:: Text block

Wisconsin legislative term for 1921–1922

The Fifty-Fifth Wisconsin Legislature convened from January 12, 1921, to July 14, 1921, in regular session, and re-convened in a special session in March 1922.

Senators representing even-numbered districts were newly elected for this session and were serving the first two years of a four-year term. Assembly members were elected to a two-year term. Assembly members and even-numbered senators were elected in the general election of November 3, 1920. Senators representing odd-numbered districts were serving the third and fourth year of a four-year term, having been elected in the general election of November 5, 1918.

The governor of Wisconsin during this entire term was Republican John J. Blaine, of Grant County, serving a two-year term, having won election in the 1920 Wisconsin gubernatorial election.

==Major events==
- January 3, 1921: Inauguration of John J. Blaine as the 24th Governor of Wisconsin.
- January 29, 1921: Wisconsin Supreme Court justice James C. Kerwin died in office.
- March 4, 1921: Inauguration of Warren G. Harding as the 29th President of the United States.
- March 11, 1921: Christian Doerfler was appointed a justice of the Wisconsin Supreme Court by Governor John J. Blaine, to fill the vacancy caused by the death of justice James C. Kerwin.
- May 19, 1921: U.S. President Warren G. Harding signed the Emergency Quota Act into law, limiting the immigration of southern and eastern Europeans to the United States.
- December 6, 1921: The Anglo-Irish Treaty formally ends the Irish War of Independence, establishing the Irish Free State.
- February 6, 1922: The Five Power Naval Disarmament Treaty was signed between the United States, United Kingdom, Japan, France, and Italy. The treaty placed limits on construction of battleships and placed weight limitations on other naval ships.
- February 12, 1922: Wisconsin chief justice Robert G. Siebecker died in office. Justice Aad J. Vinje immediately succeeded to the position of chief justice due to the rule of seniority.
- April 3, 1922: Joseph Stalin was appointed General Secretary of the Central Committee of the Soviet Communist Party.
- April 4, 1922: Attorney Charles H. Crownhart was appointed a justice of the Wisconsin Supreme Court by Governor John J. Blaine, to fill the vacancy caused by the death of chief justice Robert G. Siebecker.

::::
:: Provided information

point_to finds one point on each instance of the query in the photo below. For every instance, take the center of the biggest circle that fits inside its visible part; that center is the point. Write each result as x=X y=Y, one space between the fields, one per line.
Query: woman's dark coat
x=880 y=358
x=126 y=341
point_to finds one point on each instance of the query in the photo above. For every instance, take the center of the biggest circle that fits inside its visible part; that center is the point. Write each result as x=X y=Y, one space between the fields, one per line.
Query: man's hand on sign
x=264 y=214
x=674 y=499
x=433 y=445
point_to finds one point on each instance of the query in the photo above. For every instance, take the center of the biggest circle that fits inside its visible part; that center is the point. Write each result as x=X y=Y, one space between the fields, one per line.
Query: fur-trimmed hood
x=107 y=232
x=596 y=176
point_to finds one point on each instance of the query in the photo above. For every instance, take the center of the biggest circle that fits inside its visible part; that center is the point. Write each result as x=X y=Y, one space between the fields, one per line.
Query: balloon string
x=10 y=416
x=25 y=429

::::

§ Task requirements
A. Translate this sentence from the Wisconsin legislature text into Spanish: "Assembly members were elected to a two-year term."
B. Please return the part of the Wisconsin legislature text that opens with the words containing "- March 4, 1921: Inauguration" and closes with "Irish Free State.".
Rely on the Wisconsin legislature text alone.

§ Results
A. Los miembros de la Asamblea fueron elegidos para un mandato de dos años.

B.
- March 4, 1921: Inauguration of Warren G. Harding as the 29th President of the United States.
- March 11, 1921: Christian Doerfler was appointed a justice of the Wisconsin Supreme Court by Governor John J. Blaine, to fill the vacancy caused by the death of justice James C. Kerwin.
- May 19, 1921: U.S. President Warren G. Harding signed the Emergency Quota Act into law, limiting the immigration of southern and eastern Europeans to the United States.
- December 6, 1921: The Anglo-Irish Treaty formally ends the Irish War of Independence, establishing the Irish Free State.